EXERCISE DETAILS:
Reproduce the stretch of the blogging advice from "I’ve been writing" through "money-grabs put together.", replacing "donations" with "tips".

Advice For Bloggers

Write about what you’re passionate about because you’re passionate about it.

My friends and I have gone through dozens of get-rich-quick schemes over the years, and we’ve given up on all of them… not because we lacked conviction but because we were just going through the motions for money. We wanted to escape the grind of working at jobs we weren’t passionate about by devoting ourselves to jobs we weren’t passionate about. In retrospect, burning out was inevitable.

I’ve been writing The Wise Sloth for about 10 years now, and I’ve made maybe $500 in donations from all my work. If I could go back in time, I would have spent less time chasing money and more time writing unprofitable posts on this site because this blog has given my life more meaning than all of my shallow money-grabs put together.

My next point will explain why this site has been so unprofitable, but before we get to that, you need to understand that motivation without passion is just bullshitting yourself. In order to make money blogging, you need to stay the course, and you won’t do that unless you’re passionate about what you’re doing.

If you want to earn money from advertisements, then only write “family friendly” content.

The easiest way to make money blogging is to put ads on your site, but every ad agency has a clause in their contract that says they’ll only put ads on “family friendly” content. This is a purposefully vague statement that is open to broad and unapologetic interpretation.

INFORMATION PROVIDED:
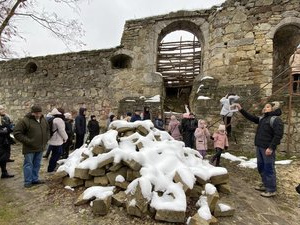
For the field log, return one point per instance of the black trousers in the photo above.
(217, 156)
(227, 122)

EXERCISE RESULT:
I’ve been writing The Wise Sloth for about 10 years now, and I’ve made maybe $500 in tips from all my work. If I could go back in time, I would have spent less time chasing money and more time writing unprofitable posts on this site because this blog has given my life more meaning than all of my shallow money-grabs put together.